• [Selected extract]
Initiative in Sustainable Finance: Research Highlight by Prof. Thorsten Hens and Dr. Ester Trutwin

Autor: Initiative in Sustainable Finance News

The paper studies how the loss of biodiversity interacts with economic activity in Switzerland and whether sustainable investing can reduce environmental damage in realistic “second‑best” world with too‑low environmental prices.

The authors

build on neoclassical general‑equilibrium theory, but assume that markets for environmental services (like biodiversity) either do not exist or price nature far below its true social cost. In such a setting, firms overuse biodiversity, households suffer from environmental degradation, and standard competitive equilibria are no longer Pareto‑efficient.

The key question is whether impact investing and ESG investing can partially correct this mispricing by changing how much capital households supply to firms that damage biodiversity.  

Methodology

Conceptually, the authors develop a one‑period general‑equilibrium model with one representative firm and one representative household, where output is produced using capital and the environment (biodiversity) as essential inputs.

The firm maximizes profit with respect to capital and environmental use, while the household derives utility from consumption and a clean environment and supplies capital to the firm. Production is modeled with a CES production function in capital and environmental input, and household preferences follow a Cobb‑Douglas utility function in consumption and environmental quality.

The paper contrasts three regimes:

  • (i) a first‑best competitive equilibrium with flexible prices for capital and environment,
  • (ii) a more realistic second‑best equilibrium with an exogenously fixed, too‑low environmental price, and
  • (iii) a sustainable‑investing equilibrium where households strategically withhold capital (impact investing) and where this behavior can be implemented via ESG ratings.  

Empirically, the model is calibrated to Switzerland using GDP, stock‑market returns, forest‑area data, and biodiversity‑related political preferences. The elasticity of substitution and the relative productivity of biodiversity in the CES production function are estimated from Swiss consumption, stock‑market and land‑use data, while the weight households assign to biodiversity in utility is inferred from canton‑level voting on the 2024 “biodiversity initiative”.

• [Supplied entries]
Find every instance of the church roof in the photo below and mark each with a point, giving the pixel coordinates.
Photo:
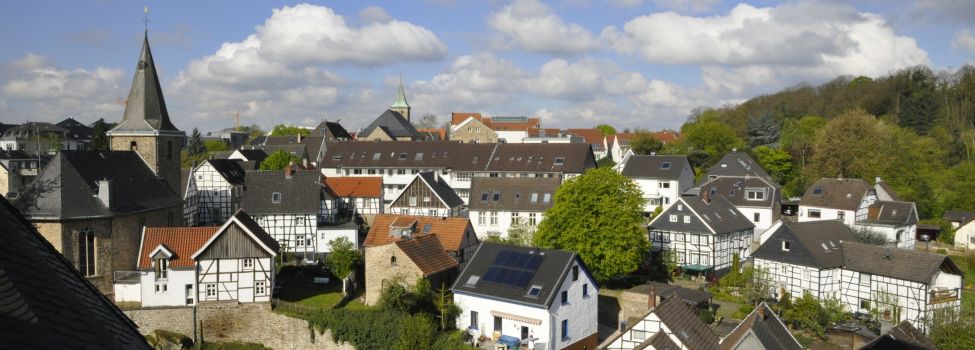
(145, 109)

* * *

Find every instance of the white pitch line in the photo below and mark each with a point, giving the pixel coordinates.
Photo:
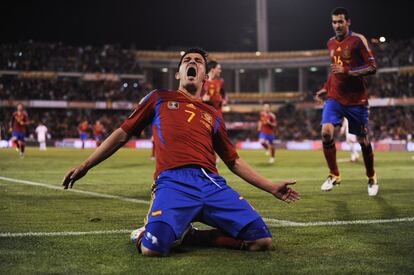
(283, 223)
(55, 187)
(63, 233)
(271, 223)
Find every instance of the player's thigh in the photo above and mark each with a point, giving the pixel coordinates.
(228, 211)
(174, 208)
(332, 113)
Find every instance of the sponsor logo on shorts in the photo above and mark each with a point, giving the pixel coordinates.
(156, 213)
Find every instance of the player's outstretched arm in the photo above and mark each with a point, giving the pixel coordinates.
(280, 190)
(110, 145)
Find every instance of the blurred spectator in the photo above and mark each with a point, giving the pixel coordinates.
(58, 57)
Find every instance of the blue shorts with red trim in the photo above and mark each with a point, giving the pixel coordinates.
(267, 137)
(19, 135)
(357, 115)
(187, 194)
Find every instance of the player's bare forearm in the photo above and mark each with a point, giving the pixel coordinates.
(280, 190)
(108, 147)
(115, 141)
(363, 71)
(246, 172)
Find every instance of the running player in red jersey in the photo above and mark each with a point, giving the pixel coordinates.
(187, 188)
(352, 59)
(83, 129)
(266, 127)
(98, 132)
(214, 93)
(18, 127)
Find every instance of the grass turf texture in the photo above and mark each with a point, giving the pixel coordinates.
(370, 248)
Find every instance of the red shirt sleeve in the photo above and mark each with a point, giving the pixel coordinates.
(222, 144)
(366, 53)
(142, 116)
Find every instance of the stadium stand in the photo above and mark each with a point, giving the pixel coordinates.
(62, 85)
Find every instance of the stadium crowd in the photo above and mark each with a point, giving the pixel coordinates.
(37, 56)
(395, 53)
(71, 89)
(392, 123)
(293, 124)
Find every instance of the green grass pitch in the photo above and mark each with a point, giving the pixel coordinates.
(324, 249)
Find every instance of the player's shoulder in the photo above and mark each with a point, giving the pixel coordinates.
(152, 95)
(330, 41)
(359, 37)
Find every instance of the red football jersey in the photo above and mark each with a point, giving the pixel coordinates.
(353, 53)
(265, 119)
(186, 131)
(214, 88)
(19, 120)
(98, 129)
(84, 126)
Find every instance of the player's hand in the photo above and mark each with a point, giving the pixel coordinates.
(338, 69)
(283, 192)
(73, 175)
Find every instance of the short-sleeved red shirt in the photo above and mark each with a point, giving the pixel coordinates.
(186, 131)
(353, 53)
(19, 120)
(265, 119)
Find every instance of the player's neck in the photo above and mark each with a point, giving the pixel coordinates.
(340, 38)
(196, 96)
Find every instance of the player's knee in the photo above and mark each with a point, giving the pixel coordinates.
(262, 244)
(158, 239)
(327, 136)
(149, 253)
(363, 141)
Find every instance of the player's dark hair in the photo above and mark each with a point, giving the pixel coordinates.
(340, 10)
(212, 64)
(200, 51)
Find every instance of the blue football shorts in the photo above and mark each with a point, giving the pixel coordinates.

• [Work to complete]
Please output the passage of the research highlight word for word, starting with "The paper studies" and going on through "that damage biodiversity.".

• [Exercise output]
The paper studies how the loss of biodiversity interacts with economic activity in Switzerland and whether sustainable investing can reduce environmental damage in realistic “second‑best” world with too‑low environmental prices.

The authors

build on neoclassical general‑equilibrium theory, but assume that markets for environmental services (like biodiversity) either do not exist or price nature far below its true social cost. In such a setting, firms overuse biodiversity, households suffer from environmental degradation, and standard competitive equilibria are no longer Pareto‑efficient.

The key question is whether impact investing and ESG investing can partially correct this mispricing by changing how much capital households supply to firms that damage biodiversity.